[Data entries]
BEGIN
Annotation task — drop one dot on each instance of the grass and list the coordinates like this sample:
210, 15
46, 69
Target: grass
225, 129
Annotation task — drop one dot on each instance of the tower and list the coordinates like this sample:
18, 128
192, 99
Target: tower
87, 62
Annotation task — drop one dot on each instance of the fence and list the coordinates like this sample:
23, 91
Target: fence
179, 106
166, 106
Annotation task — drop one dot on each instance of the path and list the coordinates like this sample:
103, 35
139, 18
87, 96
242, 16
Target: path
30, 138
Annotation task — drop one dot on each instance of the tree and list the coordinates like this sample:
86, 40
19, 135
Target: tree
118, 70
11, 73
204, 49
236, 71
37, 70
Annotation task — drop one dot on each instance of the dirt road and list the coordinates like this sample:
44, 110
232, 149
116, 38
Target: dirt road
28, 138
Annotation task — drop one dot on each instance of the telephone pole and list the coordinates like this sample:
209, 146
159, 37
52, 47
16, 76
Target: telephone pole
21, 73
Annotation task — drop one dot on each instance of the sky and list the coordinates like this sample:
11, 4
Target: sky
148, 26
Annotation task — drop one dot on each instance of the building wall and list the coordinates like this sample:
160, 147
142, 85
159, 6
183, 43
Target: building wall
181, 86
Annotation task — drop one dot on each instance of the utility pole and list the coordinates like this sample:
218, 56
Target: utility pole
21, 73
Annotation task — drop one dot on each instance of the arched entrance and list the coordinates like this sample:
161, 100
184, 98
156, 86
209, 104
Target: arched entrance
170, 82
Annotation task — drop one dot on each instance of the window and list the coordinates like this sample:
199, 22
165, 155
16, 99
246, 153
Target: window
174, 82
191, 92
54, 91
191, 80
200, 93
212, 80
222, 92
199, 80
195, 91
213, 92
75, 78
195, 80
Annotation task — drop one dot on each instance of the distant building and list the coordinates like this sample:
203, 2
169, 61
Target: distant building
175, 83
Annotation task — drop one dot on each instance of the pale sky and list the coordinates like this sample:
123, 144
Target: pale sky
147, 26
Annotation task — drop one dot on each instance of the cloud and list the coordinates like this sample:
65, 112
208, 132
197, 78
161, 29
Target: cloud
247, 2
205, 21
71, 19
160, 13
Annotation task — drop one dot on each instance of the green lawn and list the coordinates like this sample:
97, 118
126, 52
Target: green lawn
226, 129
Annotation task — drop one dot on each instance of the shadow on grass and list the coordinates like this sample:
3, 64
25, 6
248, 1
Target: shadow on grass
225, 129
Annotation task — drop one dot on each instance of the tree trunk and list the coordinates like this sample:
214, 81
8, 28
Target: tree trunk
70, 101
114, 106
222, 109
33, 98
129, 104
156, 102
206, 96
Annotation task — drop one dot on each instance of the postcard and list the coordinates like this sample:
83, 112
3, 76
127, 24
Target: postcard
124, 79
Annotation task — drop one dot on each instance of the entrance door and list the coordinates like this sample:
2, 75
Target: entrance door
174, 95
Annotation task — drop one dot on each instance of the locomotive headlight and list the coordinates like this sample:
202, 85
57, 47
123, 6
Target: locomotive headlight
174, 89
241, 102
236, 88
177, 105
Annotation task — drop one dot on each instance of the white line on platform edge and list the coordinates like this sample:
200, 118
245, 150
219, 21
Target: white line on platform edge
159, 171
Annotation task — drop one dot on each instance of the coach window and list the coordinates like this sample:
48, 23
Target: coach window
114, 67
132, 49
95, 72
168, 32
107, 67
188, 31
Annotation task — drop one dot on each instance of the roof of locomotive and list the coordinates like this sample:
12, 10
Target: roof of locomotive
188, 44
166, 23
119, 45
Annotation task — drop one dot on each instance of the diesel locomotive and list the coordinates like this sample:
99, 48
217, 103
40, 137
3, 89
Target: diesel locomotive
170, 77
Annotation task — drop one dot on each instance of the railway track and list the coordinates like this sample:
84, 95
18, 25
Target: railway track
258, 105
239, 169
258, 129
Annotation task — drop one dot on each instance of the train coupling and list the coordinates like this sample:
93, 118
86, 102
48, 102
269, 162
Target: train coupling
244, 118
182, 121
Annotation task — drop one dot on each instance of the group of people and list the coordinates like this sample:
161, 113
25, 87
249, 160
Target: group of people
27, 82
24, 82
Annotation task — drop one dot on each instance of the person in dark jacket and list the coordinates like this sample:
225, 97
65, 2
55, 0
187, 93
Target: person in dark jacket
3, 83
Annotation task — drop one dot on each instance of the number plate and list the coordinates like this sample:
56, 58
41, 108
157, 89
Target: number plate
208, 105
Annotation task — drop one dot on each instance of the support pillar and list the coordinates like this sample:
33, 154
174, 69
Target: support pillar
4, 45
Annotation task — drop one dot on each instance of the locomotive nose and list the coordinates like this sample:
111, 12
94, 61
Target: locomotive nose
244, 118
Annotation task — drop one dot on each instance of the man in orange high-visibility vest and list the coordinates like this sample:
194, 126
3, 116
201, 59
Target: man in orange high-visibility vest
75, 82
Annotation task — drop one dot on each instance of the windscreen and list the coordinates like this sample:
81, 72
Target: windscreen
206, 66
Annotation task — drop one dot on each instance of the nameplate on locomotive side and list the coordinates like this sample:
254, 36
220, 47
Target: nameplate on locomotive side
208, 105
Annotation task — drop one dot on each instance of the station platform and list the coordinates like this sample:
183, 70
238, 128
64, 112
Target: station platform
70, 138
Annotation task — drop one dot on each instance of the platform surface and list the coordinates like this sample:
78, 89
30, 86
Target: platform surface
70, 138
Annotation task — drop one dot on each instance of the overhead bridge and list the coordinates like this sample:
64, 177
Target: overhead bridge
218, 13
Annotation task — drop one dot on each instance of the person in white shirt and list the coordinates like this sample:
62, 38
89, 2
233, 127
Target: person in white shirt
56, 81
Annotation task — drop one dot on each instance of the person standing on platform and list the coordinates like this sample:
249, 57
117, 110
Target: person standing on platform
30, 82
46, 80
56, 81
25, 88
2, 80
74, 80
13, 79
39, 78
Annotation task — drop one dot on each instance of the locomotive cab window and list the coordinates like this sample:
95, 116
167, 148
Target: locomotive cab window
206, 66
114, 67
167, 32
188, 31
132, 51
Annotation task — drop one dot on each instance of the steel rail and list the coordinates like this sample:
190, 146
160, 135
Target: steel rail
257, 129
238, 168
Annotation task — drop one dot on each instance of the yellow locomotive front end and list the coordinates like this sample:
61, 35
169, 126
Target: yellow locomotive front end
END
> [TO DO] Retype the data in full, and keep every line identical to the original.

> [ANSWER TO THE PROBLEM]
Annotation task — drop one dot on each instance of the grass and list the coordinates like this sample:
210, 15
46, 69
Target: grass
225, 129
Annotation task — drop one dot on each instance of the tower and list the coordinates like this sample:
18, 128
192, 99
Target: tower
87, 62
Annotation task — drop one dot on each instance of the fence and list the coordinates like this sample:
23, 91
Target: fence
179, 106
166, 106
Annotation task — drop one dot on each instance of the path and list the coordinates like this sample:
103, 35
139, 18
87, 96
242, 16
Target: path
30, 138
Annotation task — drop one dot on each instance of the tree and list the coordinates like this sample:
86, 40
19, 135
Target: tree
118, 70
11, 73
204, 49
236, 71
37, 70
Annotation task — drop one dot on each instance of the dirt road and list the coordinates like this sample:
44, 110
232, 149
116, 38
Target: dirt road
28, 138
Annotation task — drop one dot on each instance of the telephone pole and list the coordinates like this sample:
209, 146
159, 37
52, 47
16, 76
Target: telephone pole
21, 73
Annotation task — drop one dot on each instance of the sky and list the coordinates like this sample:
11, 4
Target: sky
148, 26
Annotation task — drop one dot on each instance of the building wall and list the coordinates like this sample:
160, 147
142, 85
159, 6
183, 43
Target: building wall
181, 86
Annotation task — drop one dot on each instance of the utility pole and list the coordinates like this sample:
218, 56
Target: utility pole
21, 73
Annotation task — drop one dot on each instance of the arched entrance and list the coordinates like this sample:
161, 100
184, 98
156, 86
209, 104
Target: arched entrance
170, 82
Annotation task — drop one dot on each instance of the window and list the coordinates like this sample:
199, 22
165, 155
16, 99
246, 153
Target: window
174, 82
191, 92
54, 91
191, 80
200, 93
212, 80
222, 92
199, 80
195, 91
213, 92
75, 78
195, 80
Annotation task — drop one dot on each instance of the distant building and list the coordinates like this sample:
203, 2
169, 61
Target: distant building
175, 83
Annotation task — drop one dot on each instance of the pale sky and list the coordinates like this sample:
123, 144
Target: pale sky
147, 26
Annotation task — drop one dot on each instance of the cloud and list the coordinates like this sample:
65, 112
208, 132
197, 78
161, 29
Target: cloud
247, 2
205, 21
71, 19
160, 13
Annotation task — drop one dot on each instance of the green lawn and list the coordinates like this sample:
97, 118
126, 52
Target: green lawn
226, 129
Annotation task — drop one dot on each instance of the shadow on grass and list the coordinates like this sample:
3, 64
25, 6
248, 1
Target: shadow on grass
225, 129
Annotation task — drop one dot on each instance of the tree trunk and list the coordinates like this sample:
214, 81
8, 28
Target: tree trunk
70, 101
114, 106
222, 109
33, 98
129, 104
156, 102
206, 96
Annotation task — drop one dot on each instance of the postcard and list the coordinates like this sample:
83, 112
3, 76
127, 24
Target: postcard
124, 79
Annotation task — drop one dot on each instance of the entrance door and list the coordinates like this sample:
2, 75
Target: entrance door
174, 95
Annotation task — drop one dot on each instance of the locomotive headlight and list the coordinates like this sample:
202, 85
57, 47
123, 6
Target: locomotive headlight
174, 89
241, 102
236, 88
177, 105
Annotation task — drop one dot on each instance of the white line on platform edge and list the coordinates like this sample:
200, 118
245, 150
219, 21
Target: white line on platform edge
159, 171
Annotation task — drop one dot on each instance of the coach window and list the coordinates like this sample:
48, 23
Target: coach window
114, 67
132, 49
95, 72
168, 32
107, 67
188, 31
Annotation task — drop one dot on each instance of the roof of locomotive and list the coordinates like this sample:
12, 10
Target: roof of locomotive
188, 44
166, 23
119, 45
Annotation task — drop one dot on each instance of the diesel locomotive and list the coordinates like this sample:
99, 48
217, 103
40, 137
3, 89
Target: diesel locomotive
170, 77
Annotation task — drop one dot on each instance of the railway track and list the coordinates like this sample:
84, 95
18, 25
Target: railway track
258, 105
239, 169
258, 129
Annotation task — drop one dot on each instance of the train coupling and list the coordinates like this sample:
93, 118
86, 102
48, 102
269, 162
Target: train coupling
244, 118
182, 121
Annotation task — drop one dot on each instance of the group of people and list the coordinates like this sample:
161, 113
25, 87
249, 160
Target: group of people
27, 82
24, 82
Annotation task — drop one dot on each instance of the person in dark jacket and list the coordinates like this sample:
225, 97
65, 2
55, 0
187, 93
Target: person in dark jacket
3, 83
Annotation task — drop one dot on each instance of the number plate and list the coordinates like this sample:
56, 58
41, 108
157, 89
Target: number plate
208, 105
Annotation task — drop one dot on each instance of the support pillar and list the coordinates like this sample:
33, 154
174, 69
Target: support pillar
4, 45
Annotation task — drop one dot on each instance of the locomotive nose and list the coordinates like this sample:
111, 12
94, 61
Target: locomotive nose
244, 118
Annotation task — drop one dot on each instance of the man in orange high-visibility vest and list the coordinates like this sample:
194, 126
3, 116
201, 59
Target: man in orange high-visibility vest
75, 82
Annotation task — drop one dot on each instance of the windscreen and list the coordinates like this sample:
81, 72
Target: windscreen
206, 66
Annotation task — drop one dot on each instance of the nameplate on locomotive side and list the coordinates like this sample:
254, 36
220, 47
Target: nameplate on locomotive side
208, 105
Annotation task — drop one dot on each instance of the station platform and list the coordinates like this sample:
183, 70
238, 128
64, 112
Target: station platform
70, 138
Annotation task — drop one dot on each instance of the platform surface and list the coordinates like this sample:
78, 89
30, 86
Target: platform surface
70, 138
Annotation task — drop one dot on each instance of the overhead bridge and list the coordinates like this sample:
64, 177
Target: overhead bridge
218, 13
Annotation task — drop one dot on each instance of the person in white shirt and list the coordinates like this sample:
62, 38
89, 2
233, 127
Target: person in white shirt
56, 81
Annotation task — drop one dot on each instance of the person standing on platform and list the coordinates like this sample:
249, 57
117, 110
Target: person standing on platform
30, 82
46, 80
56, 81
25, 88
2, 80
74, 80
13, 79
39, 78
Annotation task — drop one dot on each instance of the locomotive cab window and list the coordinates like this sample:
95, 116
167, 148
Target: locomotive cab window
206, 66
114, 67
167, 32
188, 31
132, 51
Annotation task — drop one dot on each instance of the steel rail and list the coordinates like this sample:
190, 146
160, 135
Target: steel rail
257, 129
238, 168
Annotation task — drop one dot on each instance of the yellow locomotive front end and list the coordinates like this sample:
61, 35
169, 126
Target: yellow locomotive front end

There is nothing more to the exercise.